─── READING PASSAGE

Hence why if broadcasters are declaring synergy or equivalence between digital media and broadcast media, that can only mean that broadcast media is dead, in spite of it still appearing alive and hungry for brains.
These differences are becoming visible because broadcasting has traditionally been heavily regulated. Broadcasters were powerful, and therefore required rules to regulate them.
Unfortunately these same broadcasters were also essentially in charge of shaping the perception of our reality, and their perception of the digital world did not include the need for rules, which is partly why there aren’t any.
The only rule in nature is eat or be eaten.
scoop: the new company would be valued at $150bn. AT&T's board is meeting today at noon to approve the deal. AT&T is expected to control most of the combined entity. w/ @JFK_America https://t.co/guERivElcA
— Anna Nicolaou (@annaknicolaou) May 16, 2021
AT&T is nearing a deal to combine its content unit WarnerMedia with rival Discovery to create a media giant with an enterprise value of $150bn, just a few years after acquiring the owner of CNN, HBO and Warner Bros, said people briefed about the matter.
The board of directors of AT&T were meeting on Sunday to approve the deal, said two people with direct knowledge of the matter. The agreed deal is expected to be announced in the coming days, those people said.
The combination would merge one of Hollywood’s most valuable catalogues — spanning the Warner Bros film and television studios, the HBO network and a portfolio of cable channels including CNN — with Discovery, which has had success with a new streaming service aimed at unscripted cooking and home renovation shows.
Back in the mid to late 90s I was obsessed with a vision I had that AT&T would eat the Internet. I wrote about it a lot. Here’s a post from November 1996 on the mythology of technology where among other arguments I suggest:
The Internet is the virus from West Virginia that will consume all media until it becomes the information superhighway media monopoly brought to you by AT&T.
Which brings us (back) to our current problem. Zombies don’t follow rules, but they do need constraints, or at least we need to defend ourselves from them otherwise they will eat our brains and turn us into zombies that seek brains. I.e. the goal of broadcasters now is not to broadcast, since that is no longer possible, but rather turn others into broadcasters, or rather zombies that believe they’re broadcasting, when instead they’re just feasting on brains.
Similarly digital media requires rules, as quite like broadcasting, it represents and manifests tremendous power, that ought not to be abused, or used for purposes that are contrary to what as a society we desire. Like eating brains.

──────

WHAT IS BEING ASKED>
Using the piece on broadcast and digital media, decide whether each statement agrees with it, answering yes or no and quoting the words that decide it. 1. AT&T's board met on Sunday to approve the deal. 2. Broadcasting has traditionally been lightly regulated. 3. Discovery's new streaming service is aimed at scripted dramas.

─── SUPPLIED DATA

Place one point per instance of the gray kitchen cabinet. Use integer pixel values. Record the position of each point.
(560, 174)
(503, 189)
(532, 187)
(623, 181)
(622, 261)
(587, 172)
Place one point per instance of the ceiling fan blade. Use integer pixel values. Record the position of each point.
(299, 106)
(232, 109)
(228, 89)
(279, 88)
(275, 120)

──────

EXERCISE RESPONSE>
1. Yes: "The board of directors of AT&T were meeting on Sunday to approve the deal"
2. No: "broadcasting has traditionally been heavily regulated"
3. No: "a new streaming service aimed at unscripted cooking and home renovation shows"